[Assignment 1]: Translate this sentence from the critical illness insurance excerpt into Spanish: "Chances are, you don’t already have critical illness insurance without knowing it."
[Assignment 2]: According to the critical illness insurance excerpt, about how many Americans have a heart attack every year?
[Assignment 3]: Please duplicate the passage of the critical illness insurance excerpt starting with "Critical illness insurance can" and going on through "critical illness insurance?".
===== Page excerpt
Your health isn’t the only factor that might make critical illness insurance a good option for you. Critical illness insurance is for people who wish to avoid draining their personal savings to cover the out-of-pocket costs of a critical illness. If your medical insurance plan has a high deductible or if you simply don’t have the funds available in savings to cover an unexpected out-of-pocket medical expense, consider investing a small amount in a basic critical illness insurance policy.
Is critical illness insurance worth it?
Critical illness can pay off even if you’re currently experiencing perfect health. Since you never know whether you’ll be diagnosed with a serious illness down the road, critical illness can be worth it for anyone.
Many critical illnesses are more common than you’d think. Shockingly enough, the average American has a 40% chance of developing cancer, according to the American Cancer Society3. And every year, about 805,000 Americans have a heart attack – meaning that someone has a heart attack every 40 seconds in the United States4.
Critical illness insurance can help you cover out-of-pocket medical expenses or the cost of missed days at work without having to drain your savings. Critical illness may be worth it for you, especially if you don’t have much in savings or if your family has a history of serious illness.
Do I already have critical illness insurance?
Chances are, you don’t already have critical illness insurance without knowing it. Some employers offer critical illness insurance as a voluntary benefit that employees can choose to opt into. But unlike health insurance, employers aren’t required to offer critical illness insurance to their employees. Since critical illness insurance is a type of supplemental insurance coverage, it's often easier to purchase it on your own directly from an insurance provider.
How to purchase critical illness insurance
Purchasing critical illness is usually a quick process. In some cases, you may be able to purchase a policy through your employer.
==========
===== Records shown
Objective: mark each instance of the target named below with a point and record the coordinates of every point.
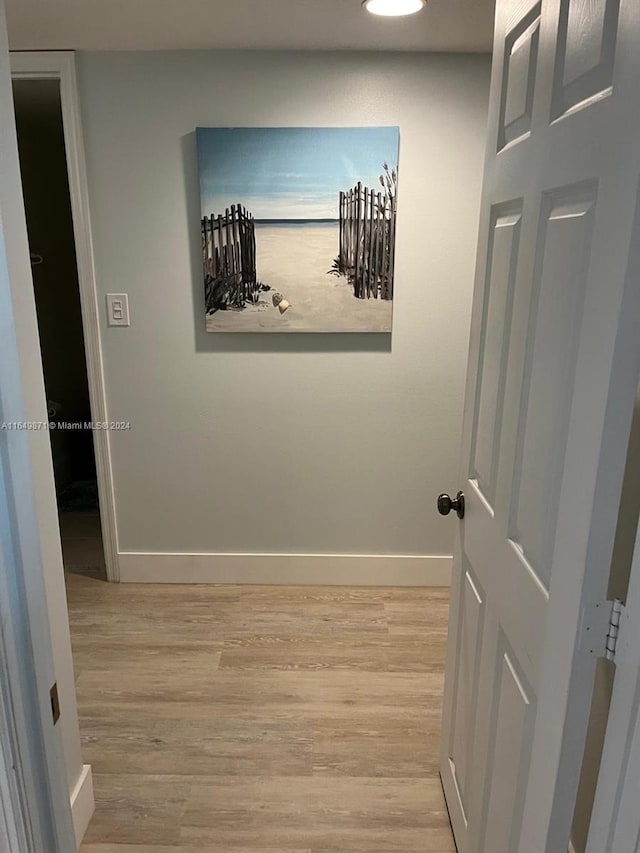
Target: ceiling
(445, 25)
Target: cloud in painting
(289, 173)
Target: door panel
(519, 79)
(586, 52)
(555, 321)
(498, 308)
(553, 368)
(508, 761)
(471, 620)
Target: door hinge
(55, 703)
(615, 621)
(600, 631)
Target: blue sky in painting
(289, 173)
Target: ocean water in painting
(298, 228)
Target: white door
(553, 370)
(615, 821)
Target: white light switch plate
(118, 309)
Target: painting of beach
(298, 228)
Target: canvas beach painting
(298, 228)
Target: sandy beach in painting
(294, 260)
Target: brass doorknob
(446, 504)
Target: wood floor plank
(343, 813)
(140, 809)
(371, 653)
(117, 742)
(208, 848)
(292, 695)
(387, 746)
(261, 719)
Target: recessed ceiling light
(393, 8)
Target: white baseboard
(82, 803)
(294, 569)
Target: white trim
(295, 569)
(82, 803)
(26, 659)
(60, 65)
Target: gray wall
(298, 444)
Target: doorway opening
(41, 144)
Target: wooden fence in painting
(229, 259)
(367, 241)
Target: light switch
(118, 309)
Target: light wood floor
(261, 719)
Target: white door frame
(34, 796)
(60, 65)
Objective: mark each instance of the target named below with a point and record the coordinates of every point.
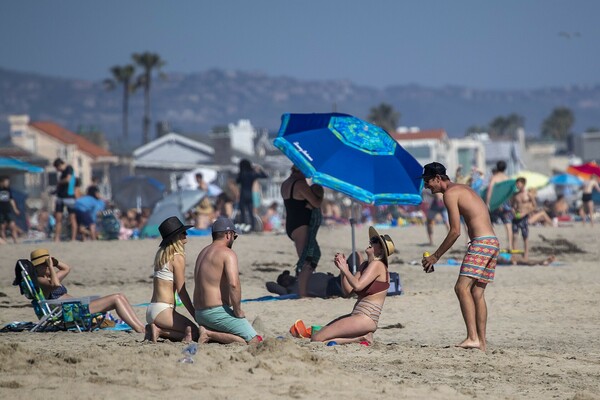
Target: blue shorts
(84, 218)
(61, 203)
(221, 319)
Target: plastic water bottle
(188, 352)
(426, 254)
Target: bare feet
(549, 260)
(368, 338)
(203, 335)
(468, 344)
(152, 333)
(188, 335)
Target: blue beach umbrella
(351, 156)
(566, 180)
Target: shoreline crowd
(215, 304)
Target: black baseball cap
(433, 169)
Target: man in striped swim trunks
(479, 264)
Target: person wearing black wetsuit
(299, 200)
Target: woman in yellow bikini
(371, 285)
(169, 277)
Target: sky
(503, 44)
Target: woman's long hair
(167, 252)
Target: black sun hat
(170, 228)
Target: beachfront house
(435, 145)
(170, 155)
(48, 141)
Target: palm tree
(148, 62)
(385, 117)
(122, 75)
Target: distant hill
(195, 103)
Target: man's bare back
(466, 203)
(216, 276)
(523, 204)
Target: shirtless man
(217, 292)
(586, 197)
(522, 204)
(503, 212)
(478, 266)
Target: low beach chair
(53, 315)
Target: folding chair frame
(65, 314)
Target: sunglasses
(374, 240)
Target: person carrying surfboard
(503, 212)
(479, 264)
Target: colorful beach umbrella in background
(566, 180)
(535, 180)
(585, 171)
(351, 156)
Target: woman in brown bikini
(370, 285)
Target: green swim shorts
(221, 319)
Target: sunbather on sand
(370, 285)
(50, 274)
(168, 278)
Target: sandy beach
(543, 339)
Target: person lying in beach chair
(49, 276)
(69, 314)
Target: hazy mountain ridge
(195, 103)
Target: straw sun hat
(39, 257)
(386, 241)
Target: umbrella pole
(352, 223)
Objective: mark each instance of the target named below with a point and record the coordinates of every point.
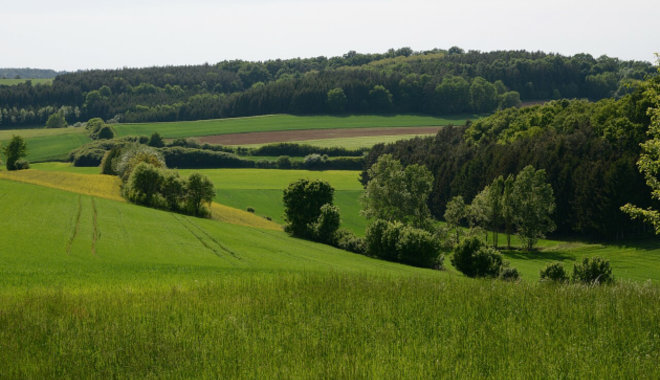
==========
[Written reply 1]: Lo más probable es que no tengas ya un seguro de enfermedades graves sin saberlo.

[Written reply 2]: About 805,000 Americans.

[Written reply 3]:
Critical illness insurance can help you cover out-of-pocket medical expenses or the cost of missed days at work without having to drain your savings. Critical illness may be worth it for you, especially if you don’t have much in savings or if your family has a history of serious illness.
Do I already have critical illness insurance?